Given task: Reproduce each line of the listing exactly.
-- Material shown start --
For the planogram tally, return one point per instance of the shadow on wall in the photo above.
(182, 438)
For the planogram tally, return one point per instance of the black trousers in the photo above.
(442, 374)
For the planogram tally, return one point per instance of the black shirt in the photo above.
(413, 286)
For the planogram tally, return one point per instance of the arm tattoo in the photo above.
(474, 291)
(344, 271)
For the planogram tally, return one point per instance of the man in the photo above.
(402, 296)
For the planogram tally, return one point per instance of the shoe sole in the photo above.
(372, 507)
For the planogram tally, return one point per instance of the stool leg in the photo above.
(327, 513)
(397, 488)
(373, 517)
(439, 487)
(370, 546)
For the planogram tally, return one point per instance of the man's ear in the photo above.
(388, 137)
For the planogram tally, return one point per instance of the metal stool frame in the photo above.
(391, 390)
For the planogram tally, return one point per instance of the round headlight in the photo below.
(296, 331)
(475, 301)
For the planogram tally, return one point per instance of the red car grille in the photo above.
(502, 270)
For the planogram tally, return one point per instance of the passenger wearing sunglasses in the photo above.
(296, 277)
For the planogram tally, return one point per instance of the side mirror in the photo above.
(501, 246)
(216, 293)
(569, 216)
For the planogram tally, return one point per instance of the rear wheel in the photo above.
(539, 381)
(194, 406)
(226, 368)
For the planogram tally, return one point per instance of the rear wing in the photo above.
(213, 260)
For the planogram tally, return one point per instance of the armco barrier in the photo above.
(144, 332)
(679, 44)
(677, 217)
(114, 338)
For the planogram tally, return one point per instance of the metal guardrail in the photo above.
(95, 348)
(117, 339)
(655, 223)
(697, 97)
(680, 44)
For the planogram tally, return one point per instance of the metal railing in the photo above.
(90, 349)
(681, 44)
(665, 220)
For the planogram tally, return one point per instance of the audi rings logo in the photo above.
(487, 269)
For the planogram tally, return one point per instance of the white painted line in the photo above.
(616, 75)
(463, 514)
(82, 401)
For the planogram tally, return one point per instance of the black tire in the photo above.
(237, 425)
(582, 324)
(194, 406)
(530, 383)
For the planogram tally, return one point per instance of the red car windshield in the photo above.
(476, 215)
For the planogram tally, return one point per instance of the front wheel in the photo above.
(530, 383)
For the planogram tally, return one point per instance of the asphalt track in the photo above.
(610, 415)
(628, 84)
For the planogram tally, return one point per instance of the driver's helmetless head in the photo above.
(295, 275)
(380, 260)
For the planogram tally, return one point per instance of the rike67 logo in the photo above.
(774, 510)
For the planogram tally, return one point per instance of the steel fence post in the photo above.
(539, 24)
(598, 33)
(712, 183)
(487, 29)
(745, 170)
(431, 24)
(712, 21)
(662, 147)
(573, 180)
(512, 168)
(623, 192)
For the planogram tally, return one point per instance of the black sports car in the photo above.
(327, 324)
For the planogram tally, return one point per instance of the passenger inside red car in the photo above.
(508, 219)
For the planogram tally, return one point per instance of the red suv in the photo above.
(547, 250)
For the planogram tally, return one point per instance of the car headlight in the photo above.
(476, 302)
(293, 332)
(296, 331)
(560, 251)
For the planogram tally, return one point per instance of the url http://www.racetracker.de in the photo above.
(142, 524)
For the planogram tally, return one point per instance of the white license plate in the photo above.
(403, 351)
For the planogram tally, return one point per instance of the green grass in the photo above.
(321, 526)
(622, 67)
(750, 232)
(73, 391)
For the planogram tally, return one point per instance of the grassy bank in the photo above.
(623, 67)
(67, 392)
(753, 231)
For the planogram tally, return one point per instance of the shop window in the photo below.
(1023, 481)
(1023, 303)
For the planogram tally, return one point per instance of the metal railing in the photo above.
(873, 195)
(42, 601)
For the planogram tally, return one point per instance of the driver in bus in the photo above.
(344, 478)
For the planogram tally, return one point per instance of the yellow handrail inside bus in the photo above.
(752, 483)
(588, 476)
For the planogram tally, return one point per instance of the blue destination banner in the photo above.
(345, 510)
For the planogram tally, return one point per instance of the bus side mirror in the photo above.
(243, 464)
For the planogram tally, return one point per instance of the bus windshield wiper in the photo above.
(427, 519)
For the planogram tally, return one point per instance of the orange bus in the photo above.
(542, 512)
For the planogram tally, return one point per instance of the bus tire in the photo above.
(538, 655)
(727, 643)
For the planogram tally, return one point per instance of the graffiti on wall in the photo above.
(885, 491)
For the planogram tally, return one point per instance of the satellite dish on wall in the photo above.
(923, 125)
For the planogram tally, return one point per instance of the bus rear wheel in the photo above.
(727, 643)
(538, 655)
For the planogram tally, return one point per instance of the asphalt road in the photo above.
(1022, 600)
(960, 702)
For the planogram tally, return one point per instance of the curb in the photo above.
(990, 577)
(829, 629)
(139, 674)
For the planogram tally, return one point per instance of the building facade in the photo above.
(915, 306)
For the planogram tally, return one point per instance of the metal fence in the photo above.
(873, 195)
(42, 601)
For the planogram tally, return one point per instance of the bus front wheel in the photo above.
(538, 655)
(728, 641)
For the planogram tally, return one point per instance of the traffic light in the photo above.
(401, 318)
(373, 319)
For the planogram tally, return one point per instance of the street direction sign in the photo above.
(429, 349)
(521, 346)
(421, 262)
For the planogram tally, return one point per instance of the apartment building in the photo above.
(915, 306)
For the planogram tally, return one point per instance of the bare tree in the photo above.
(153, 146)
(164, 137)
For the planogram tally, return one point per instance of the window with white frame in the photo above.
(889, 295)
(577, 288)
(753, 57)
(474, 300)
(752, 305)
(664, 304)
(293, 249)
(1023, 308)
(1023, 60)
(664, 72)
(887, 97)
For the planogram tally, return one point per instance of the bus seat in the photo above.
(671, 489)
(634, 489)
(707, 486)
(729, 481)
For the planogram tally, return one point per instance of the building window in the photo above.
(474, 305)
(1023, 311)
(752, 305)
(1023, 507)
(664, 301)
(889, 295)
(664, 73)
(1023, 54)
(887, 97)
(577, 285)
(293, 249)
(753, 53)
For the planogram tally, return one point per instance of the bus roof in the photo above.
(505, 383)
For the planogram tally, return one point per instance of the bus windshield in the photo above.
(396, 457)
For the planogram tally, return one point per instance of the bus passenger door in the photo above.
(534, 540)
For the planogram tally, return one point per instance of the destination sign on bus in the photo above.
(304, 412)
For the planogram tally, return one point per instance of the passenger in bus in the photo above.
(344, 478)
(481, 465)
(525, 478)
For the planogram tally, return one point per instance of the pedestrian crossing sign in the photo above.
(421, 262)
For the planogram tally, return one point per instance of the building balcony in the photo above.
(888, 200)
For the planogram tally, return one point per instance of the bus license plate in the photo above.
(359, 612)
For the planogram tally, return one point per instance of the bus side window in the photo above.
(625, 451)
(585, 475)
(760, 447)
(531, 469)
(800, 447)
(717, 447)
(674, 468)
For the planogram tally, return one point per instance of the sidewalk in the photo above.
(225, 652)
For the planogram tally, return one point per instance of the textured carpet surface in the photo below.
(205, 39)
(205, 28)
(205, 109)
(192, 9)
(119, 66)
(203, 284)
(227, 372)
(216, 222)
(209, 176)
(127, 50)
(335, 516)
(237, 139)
-- Material shown end --
Solved problem:
For the planogram tally, return one point per instance of the shadow on wall in the photo above.
(182, 438)
For the planogram tally, return one point per instance of the black trousers in the photo above.
(442, 374)
For the planogram tally, return one point per instance of the black shirt in the photo above.
(413, 286)
For the planogram tally, return one point per instance of the arm tattoo in the photo above.
(474, 291)
(344, 271)
For the planogram tally, return one point per instance of the man in the photo above.
(402, 296)
For the planogram tally, return one point per instance of the shoe sole in the photo above.
(372, 507)
For the planogram tally, return one point per instance of the stool leg in the photo above.
(327, 513)
(397, 488)
(373, 517)
(439, 487)
(370, 546)
For the planogram tally, return one point per instance of the man's ear in the photo above.
(388, 137)
For the planogram tally, return one point per instance of the metal stool frame in the photo above.
(391, 390)
For the planogram tally, return one point per instance of the round headlight in the photo below.
(296, 331)
(475, 301)
For the planogram tally, return one point per instance of the red car grille in the photo above.
(502, 270)
For the planogram tally, return one point per instance of the passenger wearing sunglasses in the photo above.
(296, 277)
For the planogram tally, return one point per instance of the side mirror in the photo above.
(501, 246)
(216, 293)
(569, 216)
For the planogram tally, return one point per instance of the rear wheel in the photo above.
(539, 381)
(194, 406)
(226, 368)
For the planogram tally, return one point per instance of the rear wing in the photo above.
(213, 260)
For the planogram tally, return one point per instance of the armco barrier in the photo above.
(144, 332)
(679, 44)
(677, 217)
(114, 338)
For the planogram tally, return one point per instance of the metal guardrail in the photo above.
(95, 348)
(117, 339)
(655, 223)
(697, 97)
(680, 44)
For the planogram tally, return one point per instance of the metal railing in the photo above.
(90, 349)
(681, 44)
(665, 220)
For the planogram tally, return one point per instance of the audi rings logo in the photo above.
(487, 269)
For the planogram tally, return one point per instance of the white painted line in the photo above.
(616, 75)
(463, 514)
(82, 401)
For the planogram tally, return one point per instance of the black tire in the photo above.
(237, 425)
(582, 324)
(194, 406)
(530, 383)
For the planogram tally, return one point per instance of the red car windshield in the photo above.
(476, 215)
For the planogram tally, return one point per instance of the front wheel in the photo above.
(530, 383)
For the planogram tally, return one point per instance of the asphalt track in the photo above.
(610, 415)
(628, 84)
For the planogram tally, return one point per instance of the driver's helmetless head in the photo above.
(295, 275)
(380, 260)
For the planogram tally, return one point per instance of the rike67 logo in the photo above.
(774, 510)
For the planogram tally, return one point per instance of the steel fence post in the photo above.
(539, 24)
(598, 33)
(712, 183)
(487, 29)
(745, 170)
(431, 24)
(712, 21)
(662, 147)
(573, 180)
(512, 168)
(623, 192)
For the planogram tally, return one point per instance of the black sports car in the photo above.
(327, 324)
For the planogram tally, return one point per instance of the passenger inside red car in the photo above.
(508, 219)
For the planogram tally, return one point per instance of the red suv in the photo above.
(547, 250)
For the planogram tally, return one point per instance of the car headlight in the photo above.
(476, 302)
(293, 332)
(296, 331)
(560, 251)
For the planogram tally, return one point per instance of the url http://www.racetracker.de in the photo above.
(142, 524)
For the planogram tally, return one point per instance of the white license plate in the photo above.
(403, 351)
For the planogram tally, return one point per instance of the green grass in the photo above.
(321, 526)
(622, 67)
(750, 232)
(73, 391)
For the planogram tally, return one point per instance of the grassy bank in the photo above.
(623, 67)
(67, 392)
(753, 231)
For the planogram tally, return one point per instance of the shop window in the photo below.
(1023, 481)
(1023, 303)
For the planogram tally, return one point per instance of the metal railing in the photo above.
(873, 195)
(42, 601)
For the planogram tally, return one point per instance of the driver in bus in the photo above.
(344, 478)
For the planogram tally, return one point per instance of the yellow handrail inside bus in the photo above.
(752, 483)
(588, 476)
For the planogram tally, return one point per instance of the blue destination banner in the photo above.
(345, 510)
For the planogram tally, return one point per instance of the bus side mirror in the photo above.
(243, 464)
For the planogram tally, return one point per instance of the bus windshield wiper in the photo above.
(427, 519)
For the planogram tally, return one point per instance of the orange bus in the photo above.
(542, 512)
For the planogram tally, return one point per instance of the bus tire in the photo above.
(538, 655)
(727, 643)
For the planogram tally, return one point per instance of the graffiti on wall in the photo above.
(885, 491)
For the planogram tally, return one point per instance of the satellite dish on wall in the photo above.
(923, 125)
For the planogram tally, return one point per instance of the bus rear wheel in the photo above.
(727, 643)
(538, 655)
For the planogram tally, return one point per instance of the asphalt road in the photo above.
(1022, 600)
(960, 702)
For the planogram tally, return one point per instance of the curb in the photo above.
(990, 577)
(829, 629)
(139, 674)
For the planogram tally, return one point per instance of the building facade in the photo above.
(915, 306)
For the planogram tally, return one point per instance of the metal fence in the photo above.
(873, 195)
(42, 601)
For the planogram tally, return one point per instance of the bus front wheel in the photo above.
(538, 655)
(728, 641)
For the planogram tally, return one point per instance of the traffic light in the photo above.
(401, 318)
(373, 319)
For the planogram tally, return one point per instance of the street direction sign in the photo above.
(429, 349)
(521, 346)
(421, 262)
For the planogram tally, return one point per instance of the apartment building in the photo above.
(915, 306)
For the planogram tally, return one point per instance of the bare tree in the photo above.
(153, 146)
(164, 137)
For the planogram tally, return one point per instance of the window with white frame in the photo above.
(889, 295)
(577, 288)
(753, 57)
(474, 300)
(752, 305)
(664, 304)
(293, 249)
(1023, 308)
(1023, 60)
(664, 72)
(887, 97)
For the planogram tally, return one point per instance of the bus seat in the photo above.
(671, 489)
(634, 489)
(707, 486)
(729, 481)
For the planogram tally, return one point per instance of the building window in the photo above.
(474, 305)
(1023, 311)
(752, 305)
(1023, 507)
(664, 301)
(889, 295)
(664, 73)
(1023, 54)
(887, 97)
(577, 285)
(293, 249)
(753, 53)
For the planogram tally, return one point per instance of the bus roof in the photo above.
(505, 383)
For the planogram tally, return one point per instance of the bus windshield in the photo above.
(396, 457)
For the planogram tally, return one point per instance of the bus passenger door in the photo above.
(534, 540)
For the planogram tally, return one point per instance of the destination sign on bus in the photo above.
(304, 412)
For the planogram tally, return one point per instance of the passenger in bus in the photo above.
(344, 478)
(481, 465)
(525, 478)
For the planogram tally, return one point per instance of the pedestrian crossing sign in the photo above.
(421, 262)
For the planogram tally, return one point per instance of the building balcony in the photo above.
(888, 200)
For the planogram tally, return one point per instance of the bus license plate in the photo above.
(359, 612)
For the planogram tally, return one point per instance of the bus side window in the photo above.
(625, 451)
(585, 475)
(760, 447)
(531, 469)
(800, 447)
(717, 447)
(674, 468)
For the planogram tally, return one point per instance of the sidewalk in the photo above.
(225, 652)
For the planogram tally, return one point per instance of the textured carpet surface in the photo below.
(205, 39)
(205, 28)
(205, 109)
(192, 9)
(119, 66)
(203, 284)
(227, 372)
(216, 222)
(209, 176)
(127, 50)
(335, 516)
(237, 139)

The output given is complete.